Coordinate annotation entries:

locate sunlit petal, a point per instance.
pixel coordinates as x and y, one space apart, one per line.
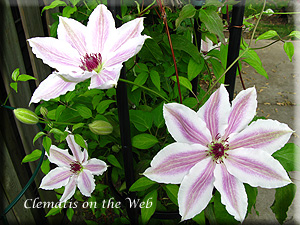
184 124
256 168
52 87
196 189
267 135
233 194
215 112
173 162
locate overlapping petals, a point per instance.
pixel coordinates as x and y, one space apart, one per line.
95 51
73 170
216 147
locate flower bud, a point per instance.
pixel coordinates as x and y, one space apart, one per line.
101 127
26 116
43 111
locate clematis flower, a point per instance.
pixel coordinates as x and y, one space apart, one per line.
95 51
73 170
216 147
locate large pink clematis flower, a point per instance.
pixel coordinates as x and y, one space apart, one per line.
95 51
216 147
73 170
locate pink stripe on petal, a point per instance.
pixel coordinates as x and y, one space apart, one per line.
267 135
243 111
95 166
59 156
196 189
69 189
56 178
174 161
257 168
52 87
184 124
233 194
86 182
215 112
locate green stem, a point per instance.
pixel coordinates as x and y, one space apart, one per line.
147 89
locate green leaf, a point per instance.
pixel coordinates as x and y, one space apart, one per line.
295 33
15 74
283 199
113 160
37 136
155 78
84 111
47 143
140 80
289 49
188 11
141 120
144 141
148 210
35 155
141 184
213 22
102 106
287 155
184 82
267 35
14 86
25 77
195 68
53 5
172 192
80 141
70 213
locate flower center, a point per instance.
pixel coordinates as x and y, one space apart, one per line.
92 62
76 167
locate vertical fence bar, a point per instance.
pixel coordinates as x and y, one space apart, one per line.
235 33
124 122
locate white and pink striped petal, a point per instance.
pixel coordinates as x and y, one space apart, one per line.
184 124
215 112
196 189
233 194
257 168
267 135
174 161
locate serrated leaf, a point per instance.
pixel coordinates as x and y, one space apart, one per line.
37 136
35 155
103 105
141 184
15 74
287 155
54 4
155 78
267 35
80 141
146 212
289 49
144 141
188 11
213 22
84 111
25 77
283 199
172 192
114 161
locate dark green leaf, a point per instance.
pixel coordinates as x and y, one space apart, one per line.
283 199
144 141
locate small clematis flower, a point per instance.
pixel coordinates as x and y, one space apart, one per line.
73 170
95 51
216 147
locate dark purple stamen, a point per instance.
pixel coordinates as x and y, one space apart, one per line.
91 61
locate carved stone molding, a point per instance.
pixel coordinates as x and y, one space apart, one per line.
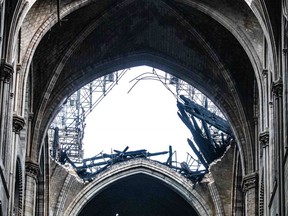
277 88
264 138
32 169
249 181
6 72
265 72
18 123
30 116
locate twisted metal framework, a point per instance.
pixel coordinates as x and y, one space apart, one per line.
67 129
211 134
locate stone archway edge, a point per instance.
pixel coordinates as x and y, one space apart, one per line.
174 180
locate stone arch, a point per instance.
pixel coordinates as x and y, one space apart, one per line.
175 181
247 152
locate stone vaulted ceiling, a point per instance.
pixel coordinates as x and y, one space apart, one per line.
175 36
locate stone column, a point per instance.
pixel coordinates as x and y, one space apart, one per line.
277 89
250 190
18 124
264 141
6 72
32 170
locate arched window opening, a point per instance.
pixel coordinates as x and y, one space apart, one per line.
211 134
138 194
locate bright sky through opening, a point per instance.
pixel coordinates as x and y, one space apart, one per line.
144 118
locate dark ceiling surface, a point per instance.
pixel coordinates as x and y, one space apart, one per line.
169 35
139 195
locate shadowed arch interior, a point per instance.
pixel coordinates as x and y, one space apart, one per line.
138 194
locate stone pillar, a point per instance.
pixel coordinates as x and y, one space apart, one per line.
264 141
32 170
18 124
6 72
277 89
250 190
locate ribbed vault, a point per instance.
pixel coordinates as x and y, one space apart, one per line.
169 35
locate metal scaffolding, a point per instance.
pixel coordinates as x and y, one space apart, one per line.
210 131
67 129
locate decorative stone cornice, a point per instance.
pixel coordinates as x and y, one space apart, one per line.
264 138
32 169
249 181
6 72
30 116
277 88
265 72
18 123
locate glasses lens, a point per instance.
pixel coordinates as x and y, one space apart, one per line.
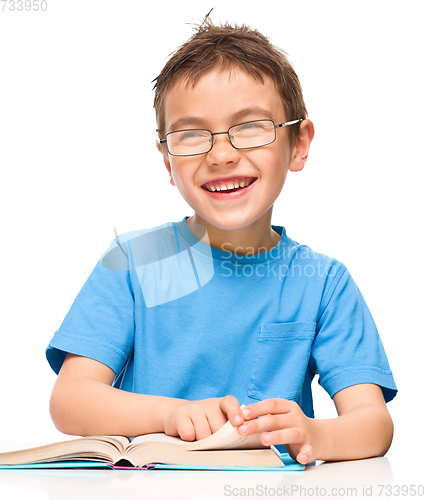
252 134
189 142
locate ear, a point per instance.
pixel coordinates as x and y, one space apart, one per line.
301 148
163 151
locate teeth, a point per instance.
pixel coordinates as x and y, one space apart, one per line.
230 185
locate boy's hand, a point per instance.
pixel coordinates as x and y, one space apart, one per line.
196 420
282 422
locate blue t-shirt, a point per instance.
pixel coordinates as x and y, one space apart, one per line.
173 316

SET EXERCISE:
Leave the pictures out and copy the rest of the data exactly.

COMPLETE OUTPUT:
locate sunlit petal, a point per instance.
pixel coordinates as x and y, one space apart, one per line.
184 124
256 168
52 87
196 189
267 135
233 194
215 112
173 162
locate overlapping petals, a point per instance.
pixel coordinates as x and y, one space apart, one per line.
95 51
73 170
216 147
locate flower bud, a point per instance.
pixel coordinates as x and y, one space apart, one per line.
101 127
26 116
43 111
locate clematis flower, a point per instance.
pixel coordinates as x and y, one space apart, one per line.
95 51
73 170
216 147
locate large pink clematis flower, a point per instance.
pixel coordinates as x and y, one space apart, one per line.
95 51
216 147
73 170
locate pink stripe on petal, a point per instance.
pixel coordinates as x and y, one space apart, one per line.
267 135
243 111
95 166
59 156
196 189
69 189
56 178
174 161
257 168
52 87
184 124
233 194
86 182
215 112
locate green stem, a point per instance.
pixel coordinates as x and y, one space apart, one per line.
147 89
locate green leaf, a point per instance.
pixel coordinates as x and y, one space apart, one per line.
295 33
15 74
283 199
113 160
37 136
155 78
84 111
47 143
140 80
289 49
188 11
141 120
144 141
148 210
35 155
141 184
213 22
102 106
287 155
184 82
267 35
14 86
25 77
195 68
53 5
172 192
80 141
70 213
locate flower center, a point per instance.
pixel coordinates as x and y, one space apart, one per line.
92 62
76 167
locate vertical fence bar, a point per instance.
pixel coordinates as x and y, one space apart, one per line.
235 33
124 122
locate white and pink striped petal, a point per instance.
pixel coordinates as x and y, one space apart, one per line.
184 124
215 112
196 189
233 194
257 168
267 135
174 161
locate serrated leaf, a point per instance.
pixel coordinates as x and y, one space apart, one per line.
37 136
35 155
103 105
141 184
15 74
287 155
54 4
155 78
267 35
80 141
146 212
289 49
144 141
188 11
213 22
84 111
25 77
283 199
172 192
114 161
locate dark green leaf, a point per instance.
pixel coordinates as x and y, one space apart, one per line.
283 199
144 141
locate small clematis flower, a point per instance.
pixel coordinates as x and y, one space apart, one per line.
73 170
95 51
216 147
locate dark purple stamen, a point per instance.
pixel coordinates as x and y, one space apart, one per line.
91 61
locate carved stone molding, a point per instance.
pixel coordinates as x and y, one space apart, one per line.
277 88
264 138
32 169
249 181
6 72
265 72
18 123
30 116
locate twisted metal framework, a point per instance.
pixel coordinates as x and y, one space apart, one per line.
67 129
211 134
locate stone archway edge, a point per instance.
pixel coordinates as x and y, one space apart, one per line.
174 180
locate stone arch, a point per instance.
pixel coordinates as x and y, one space apart, one per line.
175 181
247 152
locate stone vaulted ceiling, a point per instance.
pixel coordinates as x and y, one space apart, one per line.
175 36
locate stone column, a point per instance.
pixel coordinates as x and y, one space apart, one per line.
277 89
250 190
18 124
264 141
6 72
32 170
locate arched window opening, a point per instance.
pixel coordinates as x and y, one space apart, one per line.
211 134
138 194
locate bright sky through opening, a point per instance.
pixel coordinates as x and y, one space apart, one per line.
144 118
locate dark ceiling surface, a point per instance.
pixel coordinates as x and y, one space apart, one per line.
169 35
139 195
locate shadowed arch interior, a point per instance.
pixel coordinates as x and y, one space apart, one per line.
138 194
locate stone pillar, a point per instance.
pixel coordinates as x and y, one space apart, one per line.
264 141
32 170
18 124
6 72
277 89
250 190
locate ribbed vault, a point per instance.
pixel coordinates as x and y, one space apart, one per line.
169 35
locate metal scaffolding, a point per instance.
pixel coordinates as x and y, one space apart, one per line.
210 131
67 129
locate decorative stone cornice, a point per instance.
pixel coordinates as x and y, one space apart, one per line.
264 138
32 169
249 181
6 72
30 116
277 88
265 72
18 123
locate glasses lens, a point per instance.
pixel coordinates as x and y, one space apart, one per line.
252 134
189 142
locate ear, a point per instance.
pixel coordinates as x and y, one space apart, one per line.
301 148
163 151
locate teeth, a point per instance.
pixel coordinates as x and y, one space apart, one per line.
230 185
locate boy's hand, a point per instance.
pixel coordinates as x and y, one space apart, one per line.
196 420
282 422
locate blue t-shirt, a point per instance.
pixel coordinates as x and y, one space apart, one per line.
173 316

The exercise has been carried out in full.